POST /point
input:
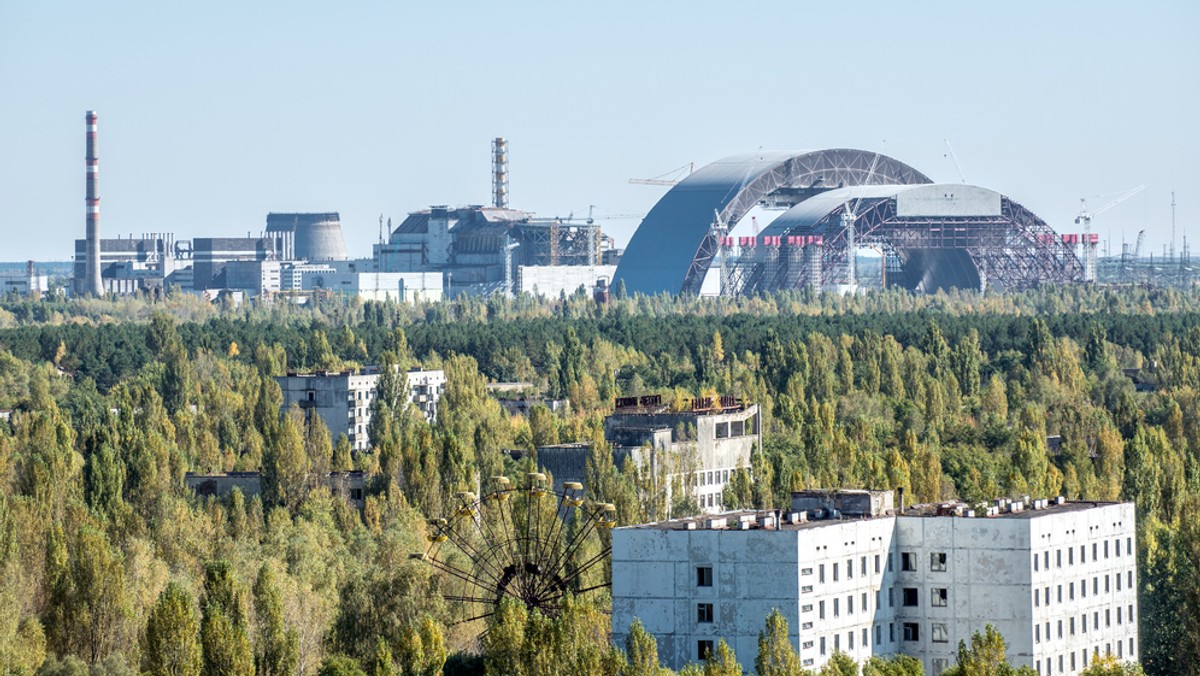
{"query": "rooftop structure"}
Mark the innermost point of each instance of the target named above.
(343, 400)
(484, 249)
(700, 448)
(852, 573)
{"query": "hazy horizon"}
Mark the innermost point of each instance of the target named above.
(211, 117)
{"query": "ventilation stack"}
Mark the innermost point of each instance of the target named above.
(501, 173)
(93, 283)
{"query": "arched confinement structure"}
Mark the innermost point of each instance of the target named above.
(676, 243)
(943, 235)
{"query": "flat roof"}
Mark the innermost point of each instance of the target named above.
(933, 510)
(1026, 512)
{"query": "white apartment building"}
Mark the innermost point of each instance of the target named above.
(702, 447)
(343, 400)
(852, 574)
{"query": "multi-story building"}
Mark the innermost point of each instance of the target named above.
(425, 390)
(702, 447)
(343, 400)
(852, 574)
(697, 449)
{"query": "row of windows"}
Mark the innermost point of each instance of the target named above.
(849, 569)
(1038, 635)
(1044, 597)
(1083, 554)
(712, 477)
(1069, 658)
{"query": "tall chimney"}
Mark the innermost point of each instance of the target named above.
(93, 283)
(501, 173)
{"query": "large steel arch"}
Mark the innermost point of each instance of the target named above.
(1007, 247)
(675, 245)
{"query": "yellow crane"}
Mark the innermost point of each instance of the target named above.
(669, 178)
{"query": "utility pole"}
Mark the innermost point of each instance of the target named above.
(1173, 223)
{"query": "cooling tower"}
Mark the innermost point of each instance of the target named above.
(318, 237)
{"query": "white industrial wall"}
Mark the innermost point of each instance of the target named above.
(553, 280)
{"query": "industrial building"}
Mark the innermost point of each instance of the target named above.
(25, 283)
(852, 573)
(316, 237)
(347, 485)
(485, 250)
(343, 400)
(439, 251)
(832, 204)
(700, 448)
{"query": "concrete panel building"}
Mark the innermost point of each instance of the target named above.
(699, 449)
(343, 400)
(850, 573)
(703, 446)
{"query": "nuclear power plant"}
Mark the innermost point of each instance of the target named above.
(90, 279)
(828, 205)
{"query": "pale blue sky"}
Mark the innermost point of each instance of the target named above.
(215, 113)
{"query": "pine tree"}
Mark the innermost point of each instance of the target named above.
(172, 646)
(777, 657)
(223, 636)
(721, 662)
(383, 664)
(277, 650)
(642, 650)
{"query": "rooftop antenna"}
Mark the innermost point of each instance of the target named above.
(955, 159)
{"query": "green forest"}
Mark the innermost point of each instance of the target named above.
(111, 564)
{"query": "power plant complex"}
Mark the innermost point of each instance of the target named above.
(828, 207)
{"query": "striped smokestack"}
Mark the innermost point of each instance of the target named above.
(501, 173)
(93, 283)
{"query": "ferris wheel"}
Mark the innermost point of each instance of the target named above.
(532, 544)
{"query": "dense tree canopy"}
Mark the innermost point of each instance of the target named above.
(107, 560)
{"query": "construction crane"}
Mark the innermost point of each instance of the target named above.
(1085, 216)
(670, 178)
(955, 159)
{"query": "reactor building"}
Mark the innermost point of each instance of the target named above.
(442, 250)
(831, 204)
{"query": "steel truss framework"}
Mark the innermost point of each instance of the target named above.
(827, 168)
(1014, 250)
(532, 544)
(559, 244)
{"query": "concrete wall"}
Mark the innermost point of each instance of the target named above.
(815, 574)
(343, 400)
(723, 443)
(553, 280)
(948, 199)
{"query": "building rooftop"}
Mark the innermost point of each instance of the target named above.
(801, 519)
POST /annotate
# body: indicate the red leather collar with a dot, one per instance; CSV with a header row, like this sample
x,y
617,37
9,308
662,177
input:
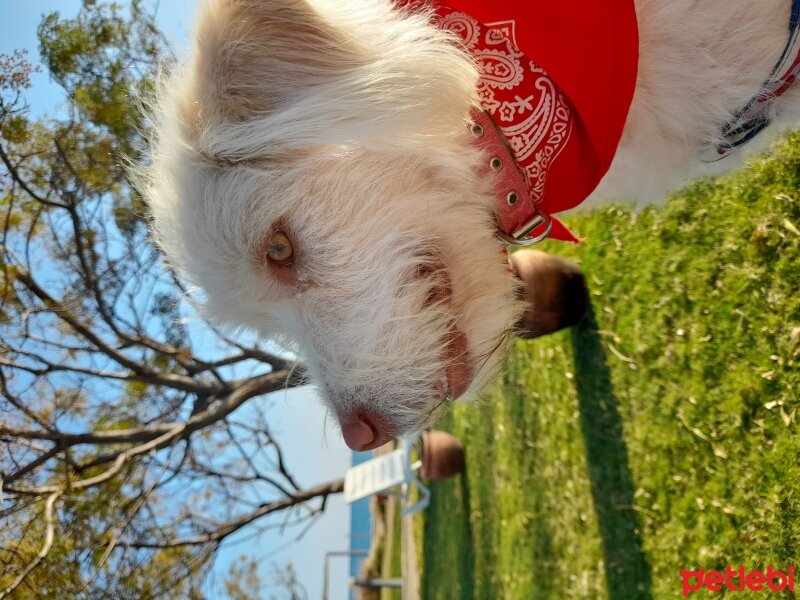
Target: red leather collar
x,y
550,127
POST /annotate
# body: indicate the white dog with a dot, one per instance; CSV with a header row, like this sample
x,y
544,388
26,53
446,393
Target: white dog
x,y
332,172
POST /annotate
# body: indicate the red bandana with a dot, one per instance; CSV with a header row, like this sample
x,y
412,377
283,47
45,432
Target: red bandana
x,y
557,79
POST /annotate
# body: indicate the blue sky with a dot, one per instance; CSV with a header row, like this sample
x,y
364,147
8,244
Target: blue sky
x,y
314,448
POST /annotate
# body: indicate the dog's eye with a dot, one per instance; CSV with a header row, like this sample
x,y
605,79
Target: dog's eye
x,y
279,248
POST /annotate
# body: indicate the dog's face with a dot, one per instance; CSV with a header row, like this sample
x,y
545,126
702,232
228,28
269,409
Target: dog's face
x,y
313,174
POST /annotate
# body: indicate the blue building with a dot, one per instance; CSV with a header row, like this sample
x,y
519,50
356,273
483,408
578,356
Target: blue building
x,y
360,524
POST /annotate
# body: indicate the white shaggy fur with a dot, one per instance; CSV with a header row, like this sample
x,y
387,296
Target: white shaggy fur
x,y
342,123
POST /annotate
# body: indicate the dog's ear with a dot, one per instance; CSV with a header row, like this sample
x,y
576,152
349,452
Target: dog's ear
x,y
251,56
274,77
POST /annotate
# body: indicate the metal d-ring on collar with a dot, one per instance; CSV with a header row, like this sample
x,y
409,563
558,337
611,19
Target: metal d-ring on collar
x,y
522,235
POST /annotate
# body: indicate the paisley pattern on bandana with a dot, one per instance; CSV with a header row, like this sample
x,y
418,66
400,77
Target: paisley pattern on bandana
x,y
533,114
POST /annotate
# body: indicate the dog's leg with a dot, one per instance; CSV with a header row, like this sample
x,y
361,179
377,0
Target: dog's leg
x,y
555,291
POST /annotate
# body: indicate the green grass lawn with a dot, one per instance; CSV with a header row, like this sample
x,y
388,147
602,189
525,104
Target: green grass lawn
x,y
660,434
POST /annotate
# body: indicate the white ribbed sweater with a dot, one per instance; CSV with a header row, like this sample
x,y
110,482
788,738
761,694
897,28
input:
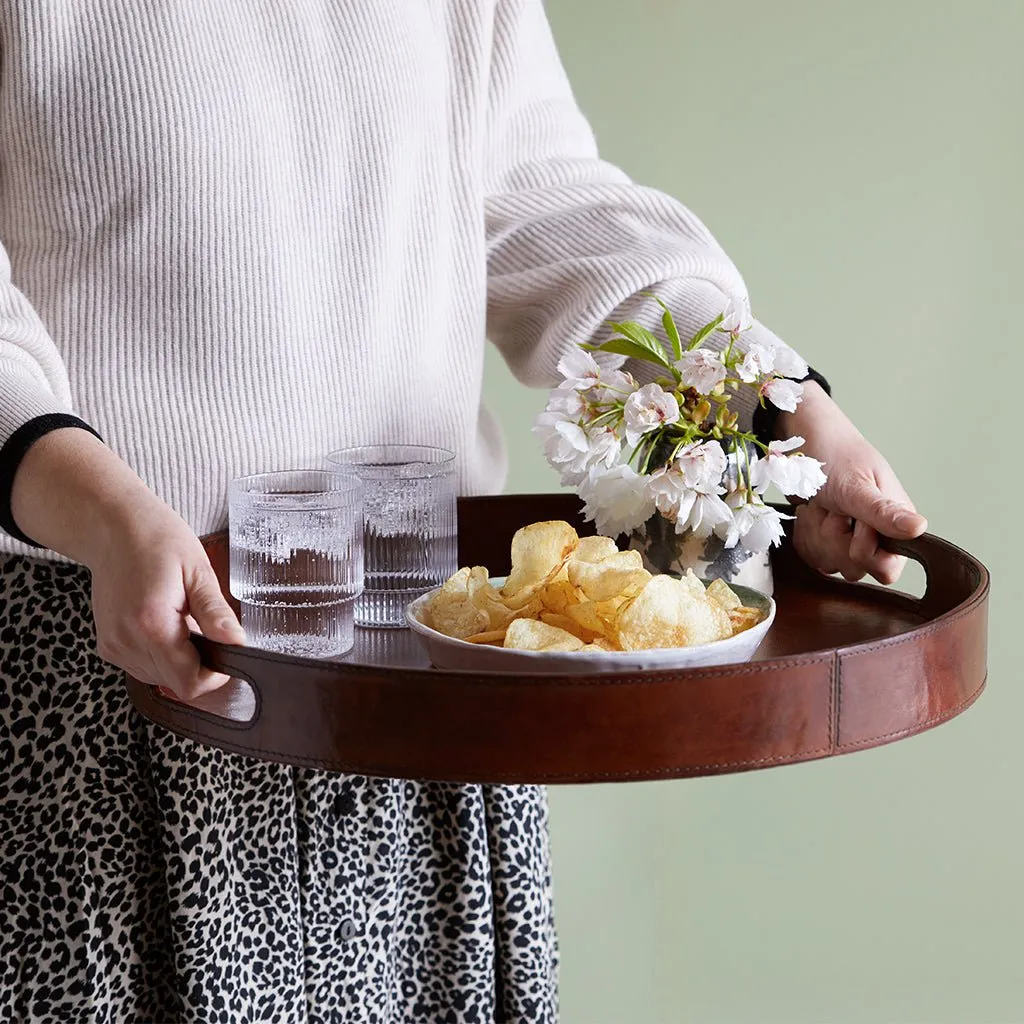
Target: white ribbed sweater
x,y
238,235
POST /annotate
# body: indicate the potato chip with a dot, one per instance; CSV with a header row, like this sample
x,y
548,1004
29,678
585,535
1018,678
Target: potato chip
x,y
539,554
669,613
568,594
558,595
491,636
743,619
568,625
720,591
594,549
597,616
528,634
484,595
619,574
456,615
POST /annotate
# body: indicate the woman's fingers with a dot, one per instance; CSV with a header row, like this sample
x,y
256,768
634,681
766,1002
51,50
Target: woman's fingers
x,y
866,551
210,609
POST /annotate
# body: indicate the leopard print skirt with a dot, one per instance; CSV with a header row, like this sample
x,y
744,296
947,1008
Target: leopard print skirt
x,y
145,878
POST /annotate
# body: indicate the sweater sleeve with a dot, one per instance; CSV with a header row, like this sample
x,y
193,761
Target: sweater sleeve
x,y
571,241
35,395
33,377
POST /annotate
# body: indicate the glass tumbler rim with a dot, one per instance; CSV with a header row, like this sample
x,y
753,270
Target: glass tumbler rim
x,y
414,461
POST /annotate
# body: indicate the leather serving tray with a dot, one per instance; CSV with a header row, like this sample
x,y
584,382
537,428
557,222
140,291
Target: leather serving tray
x,y
845,667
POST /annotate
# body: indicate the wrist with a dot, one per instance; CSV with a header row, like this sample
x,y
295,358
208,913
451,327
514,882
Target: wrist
x,y
819,421
72,494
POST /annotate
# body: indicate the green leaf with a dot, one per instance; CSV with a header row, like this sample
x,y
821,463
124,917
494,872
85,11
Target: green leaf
x,y
625,346
671,331
704,333
641,336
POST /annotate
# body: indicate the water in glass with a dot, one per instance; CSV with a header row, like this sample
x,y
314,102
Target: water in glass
x,y
410,530
296,560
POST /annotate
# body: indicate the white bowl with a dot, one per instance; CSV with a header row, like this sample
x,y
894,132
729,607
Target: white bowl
x,y
448,652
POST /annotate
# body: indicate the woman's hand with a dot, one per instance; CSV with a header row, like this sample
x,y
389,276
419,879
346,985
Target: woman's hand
x,y
840,529
150,571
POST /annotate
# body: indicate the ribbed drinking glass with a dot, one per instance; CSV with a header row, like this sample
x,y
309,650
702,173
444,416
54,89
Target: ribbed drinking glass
x,y
296,559
410,530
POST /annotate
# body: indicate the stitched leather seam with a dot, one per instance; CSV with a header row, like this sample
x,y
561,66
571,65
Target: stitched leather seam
x,y
399,772
341,669
835,700
639,773
934,720
332,670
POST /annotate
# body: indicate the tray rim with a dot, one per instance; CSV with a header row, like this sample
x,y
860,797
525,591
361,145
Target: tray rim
x,y
825,675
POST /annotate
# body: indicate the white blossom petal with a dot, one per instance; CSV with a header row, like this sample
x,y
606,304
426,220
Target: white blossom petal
x,y
648,409
784,394
788,364
736,316
701,369
759,360
616,500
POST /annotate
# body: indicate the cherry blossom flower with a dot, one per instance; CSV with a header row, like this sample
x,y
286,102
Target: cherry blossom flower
x,y
565,400
702,465
580,370
759,359
596,416
646,410
736,316
788,364
708,514
565,445
688,491
616,500
795,475
701,369
573,451
754,525
784,394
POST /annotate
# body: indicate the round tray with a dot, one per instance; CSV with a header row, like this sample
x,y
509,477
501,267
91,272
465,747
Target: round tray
x,y
845,667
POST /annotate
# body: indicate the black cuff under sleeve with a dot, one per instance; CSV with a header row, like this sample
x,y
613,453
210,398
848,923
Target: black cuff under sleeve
x,y
13,452
766,416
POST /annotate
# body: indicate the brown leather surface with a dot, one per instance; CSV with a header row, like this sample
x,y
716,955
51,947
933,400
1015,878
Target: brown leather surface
x,y
845,667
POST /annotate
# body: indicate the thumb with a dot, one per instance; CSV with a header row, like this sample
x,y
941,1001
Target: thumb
x,y
212,612
894,517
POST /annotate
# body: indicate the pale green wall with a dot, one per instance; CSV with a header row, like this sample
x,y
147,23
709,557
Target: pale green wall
x,y
861,163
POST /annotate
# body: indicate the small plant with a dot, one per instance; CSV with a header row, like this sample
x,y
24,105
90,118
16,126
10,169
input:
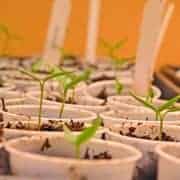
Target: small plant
x,y
7,36
83,137
69,82
42,83
118,86
160,111
117,62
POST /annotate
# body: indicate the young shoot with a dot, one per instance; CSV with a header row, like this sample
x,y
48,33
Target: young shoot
x,y
42,83
111,49
69,82
83,137
160,111
118,86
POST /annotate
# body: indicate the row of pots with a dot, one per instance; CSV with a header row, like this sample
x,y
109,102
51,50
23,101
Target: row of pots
x,y
125,147
148,130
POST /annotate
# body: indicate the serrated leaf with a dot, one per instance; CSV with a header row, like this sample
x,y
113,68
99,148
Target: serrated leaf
x,y
88,133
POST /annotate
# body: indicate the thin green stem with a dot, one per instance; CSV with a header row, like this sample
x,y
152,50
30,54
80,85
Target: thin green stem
x,y
62,105
78,152
42,83
73,96
160,118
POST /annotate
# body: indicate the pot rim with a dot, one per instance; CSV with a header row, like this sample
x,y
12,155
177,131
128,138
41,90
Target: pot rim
x,y
136,154
168,156
107,115
90,114
30,95
147,141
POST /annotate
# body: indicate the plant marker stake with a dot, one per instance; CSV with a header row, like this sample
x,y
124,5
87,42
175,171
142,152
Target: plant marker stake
x,y
164,26
56,31
148,36
145,65
92,31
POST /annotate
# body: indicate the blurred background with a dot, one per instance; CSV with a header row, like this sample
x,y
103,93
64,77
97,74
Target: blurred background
x,y
119,19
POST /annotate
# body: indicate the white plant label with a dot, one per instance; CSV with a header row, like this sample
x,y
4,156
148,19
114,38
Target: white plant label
x,y
92,31
56,31
153,29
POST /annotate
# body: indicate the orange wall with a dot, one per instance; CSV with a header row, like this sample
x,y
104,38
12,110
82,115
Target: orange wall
x,y
119,19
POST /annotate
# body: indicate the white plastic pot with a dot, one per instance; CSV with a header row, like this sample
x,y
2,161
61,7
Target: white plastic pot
x,y
168,161
30,112
59,161
147,166
95,89
110,74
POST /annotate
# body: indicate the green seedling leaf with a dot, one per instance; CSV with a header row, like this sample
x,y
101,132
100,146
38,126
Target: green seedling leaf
x,y
169,103
145,103
88,133
118,86
160,111
55,75
42,83
83,137
69,136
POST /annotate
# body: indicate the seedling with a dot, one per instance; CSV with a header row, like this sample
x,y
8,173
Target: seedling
x,y
42,83
116,61
160,111
69,82
83,137
8,36
118,86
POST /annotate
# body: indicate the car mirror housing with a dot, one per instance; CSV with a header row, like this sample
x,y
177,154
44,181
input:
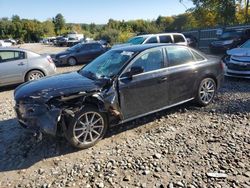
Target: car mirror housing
x,y
133,71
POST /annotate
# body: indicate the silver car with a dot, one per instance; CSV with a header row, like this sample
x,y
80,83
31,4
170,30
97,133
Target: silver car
x,y
18,65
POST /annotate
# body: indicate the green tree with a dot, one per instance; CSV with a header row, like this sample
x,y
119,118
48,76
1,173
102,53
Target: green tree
x,y
224,10
59,23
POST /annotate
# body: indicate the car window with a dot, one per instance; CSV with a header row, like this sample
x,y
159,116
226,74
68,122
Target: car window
x,y
178,55
6,56
197,56
96,47
165,39
150,61
246,44
178,38
152,40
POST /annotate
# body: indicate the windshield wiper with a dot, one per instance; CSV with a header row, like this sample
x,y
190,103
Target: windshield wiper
x,y
90,74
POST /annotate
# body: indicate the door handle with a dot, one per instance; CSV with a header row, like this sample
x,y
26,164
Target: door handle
x,y
163,79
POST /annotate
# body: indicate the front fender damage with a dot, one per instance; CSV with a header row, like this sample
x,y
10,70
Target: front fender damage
x,y
52,115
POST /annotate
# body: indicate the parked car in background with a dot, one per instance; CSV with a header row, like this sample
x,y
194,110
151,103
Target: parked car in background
x,y
237,61
229,39
121,85
61,41
80,53
12,41
191,40
19,65
176,38
5,44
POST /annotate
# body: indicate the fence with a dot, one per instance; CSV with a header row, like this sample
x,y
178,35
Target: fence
x,y
206,36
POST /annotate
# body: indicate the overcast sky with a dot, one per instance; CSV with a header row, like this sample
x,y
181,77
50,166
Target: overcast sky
x,y
92,11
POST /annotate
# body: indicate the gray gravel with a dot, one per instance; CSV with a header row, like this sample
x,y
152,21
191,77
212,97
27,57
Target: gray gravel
x,y
185,146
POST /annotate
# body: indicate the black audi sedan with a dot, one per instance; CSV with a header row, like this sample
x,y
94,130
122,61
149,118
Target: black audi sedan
x,y
121,85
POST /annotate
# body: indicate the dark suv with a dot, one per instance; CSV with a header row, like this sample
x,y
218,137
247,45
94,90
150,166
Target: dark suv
x,y
79,53
121,85
229,39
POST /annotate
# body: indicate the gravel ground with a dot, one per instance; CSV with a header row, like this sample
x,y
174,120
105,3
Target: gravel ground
x,y
185,146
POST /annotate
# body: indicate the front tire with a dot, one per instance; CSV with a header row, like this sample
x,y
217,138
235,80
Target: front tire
x,y
87,128
72,61
206,92
34,75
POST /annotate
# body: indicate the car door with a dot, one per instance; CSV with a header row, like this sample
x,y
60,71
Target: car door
x,y
13,65
182,73
147,91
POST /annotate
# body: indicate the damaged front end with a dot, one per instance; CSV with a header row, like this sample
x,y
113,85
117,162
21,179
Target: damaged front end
x,y
50,112
38,117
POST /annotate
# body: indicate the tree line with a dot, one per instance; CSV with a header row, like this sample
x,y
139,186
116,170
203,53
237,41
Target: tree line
x,y
206,13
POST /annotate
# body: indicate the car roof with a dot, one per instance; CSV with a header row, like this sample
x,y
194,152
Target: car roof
x,y
141,47
158,34
13,48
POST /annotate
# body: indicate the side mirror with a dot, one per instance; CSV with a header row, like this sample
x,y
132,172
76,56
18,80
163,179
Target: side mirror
x,y
136,70
133,71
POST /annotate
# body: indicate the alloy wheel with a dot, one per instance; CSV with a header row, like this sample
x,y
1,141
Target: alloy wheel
x,y
88,128
207,90
35,75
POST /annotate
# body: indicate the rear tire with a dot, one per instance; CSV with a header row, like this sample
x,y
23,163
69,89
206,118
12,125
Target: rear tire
x,y
87,128
34,75
205,92
72,61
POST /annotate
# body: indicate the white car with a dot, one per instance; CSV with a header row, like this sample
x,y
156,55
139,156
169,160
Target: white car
x,y
5,44
237,61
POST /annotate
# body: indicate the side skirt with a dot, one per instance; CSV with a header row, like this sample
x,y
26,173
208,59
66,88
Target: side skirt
x,y
151,112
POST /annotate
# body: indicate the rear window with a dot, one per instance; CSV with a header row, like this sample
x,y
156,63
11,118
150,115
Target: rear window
x,y
197,56
165,39
152,40
178,55
11,56
178,38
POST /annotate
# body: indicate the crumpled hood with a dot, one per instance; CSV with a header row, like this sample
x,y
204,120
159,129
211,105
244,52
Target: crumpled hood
x,y
243,52
58,85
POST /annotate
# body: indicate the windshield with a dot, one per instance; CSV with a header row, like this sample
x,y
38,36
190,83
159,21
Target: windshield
x,y
229,35
136,40
75,47
246,44
107,65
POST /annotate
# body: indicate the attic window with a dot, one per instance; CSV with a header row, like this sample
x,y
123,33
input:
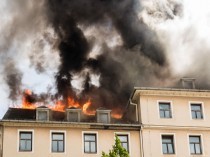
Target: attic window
x,y
188,83
42,115
73,115
103,116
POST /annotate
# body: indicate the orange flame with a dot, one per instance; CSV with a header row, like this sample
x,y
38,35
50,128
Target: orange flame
x,y
25,103
117,113
59,105
86,109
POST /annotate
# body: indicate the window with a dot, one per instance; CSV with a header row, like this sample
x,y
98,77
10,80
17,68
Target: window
x,y
165,109
57,142
103,118
25,141
42,115
124,141
90,143
168,144
196,111
195,145
73,117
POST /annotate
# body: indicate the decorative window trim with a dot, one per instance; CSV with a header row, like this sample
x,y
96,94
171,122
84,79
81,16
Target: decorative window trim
x,y
57,131
129,139
171,107
97,139
202,144
69,111
174,140
18,140
42,110
202,107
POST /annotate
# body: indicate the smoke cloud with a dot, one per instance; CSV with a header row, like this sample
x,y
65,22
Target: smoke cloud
x,y
100,50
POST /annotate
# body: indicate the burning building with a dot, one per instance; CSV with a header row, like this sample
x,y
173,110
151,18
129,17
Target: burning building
x,y
157,122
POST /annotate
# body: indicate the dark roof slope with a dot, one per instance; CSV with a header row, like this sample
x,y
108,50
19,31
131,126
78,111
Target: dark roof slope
x,y
20,114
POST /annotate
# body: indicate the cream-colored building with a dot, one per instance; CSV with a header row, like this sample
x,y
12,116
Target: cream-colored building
x,y
160,122
46,133
174,122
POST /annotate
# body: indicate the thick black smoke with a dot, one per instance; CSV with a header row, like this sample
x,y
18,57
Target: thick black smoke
x,y
13,78
65,17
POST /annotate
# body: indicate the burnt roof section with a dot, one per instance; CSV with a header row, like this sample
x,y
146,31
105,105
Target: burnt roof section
x,y
20,114
30,114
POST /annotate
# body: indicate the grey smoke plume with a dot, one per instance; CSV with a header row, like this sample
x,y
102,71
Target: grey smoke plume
x,y
66,17
100,49
13,78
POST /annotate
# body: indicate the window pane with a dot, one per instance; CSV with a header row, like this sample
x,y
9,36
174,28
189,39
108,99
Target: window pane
x,y
57,136
123,138
22,145
60,146
167,140
73,116
42,115
167,114
54,146
89,137
125,145
193,115
199,115
103,117
93,147
28,145
25,143
87,147
162,114
196,107
192,149
164,147
165,106
170,149
197,148
194,139
25,135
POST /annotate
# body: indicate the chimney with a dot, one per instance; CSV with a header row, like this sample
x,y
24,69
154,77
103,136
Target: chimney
x,y
43,113
103,115
73,114
188,83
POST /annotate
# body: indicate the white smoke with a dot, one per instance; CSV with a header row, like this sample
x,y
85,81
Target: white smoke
x,y
26,43
185,35
26,40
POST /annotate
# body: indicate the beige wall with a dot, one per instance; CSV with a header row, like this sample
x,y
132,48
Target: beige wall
x,y
153,147
181,125
181,113
74,142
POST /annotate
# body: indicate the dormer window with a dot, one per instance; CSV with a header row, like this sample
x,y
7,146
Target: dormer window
x,y
42,114
73,115
103,116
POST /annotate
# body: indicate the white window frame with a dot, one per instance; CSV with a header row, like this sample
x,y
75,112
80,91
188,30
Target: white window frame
x,y
174,140
97,139
18,140
129,141
202,145
57,131
171,107
202,107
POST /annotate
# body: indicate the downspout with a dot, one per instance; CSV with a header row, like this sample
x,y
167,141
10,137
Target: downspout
x,y
141,142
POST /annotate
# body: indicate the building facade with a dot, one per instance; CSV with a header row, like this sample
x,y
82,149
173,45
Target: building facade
x,y
174,122
40,132
160,122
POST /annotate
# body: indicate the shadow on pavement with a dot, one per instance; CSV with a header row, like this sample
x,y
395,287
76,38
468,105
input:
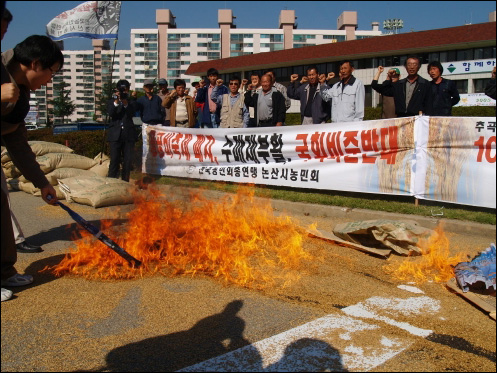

----

Report how many lines of the entries above contain "industrial", and give no other output.

2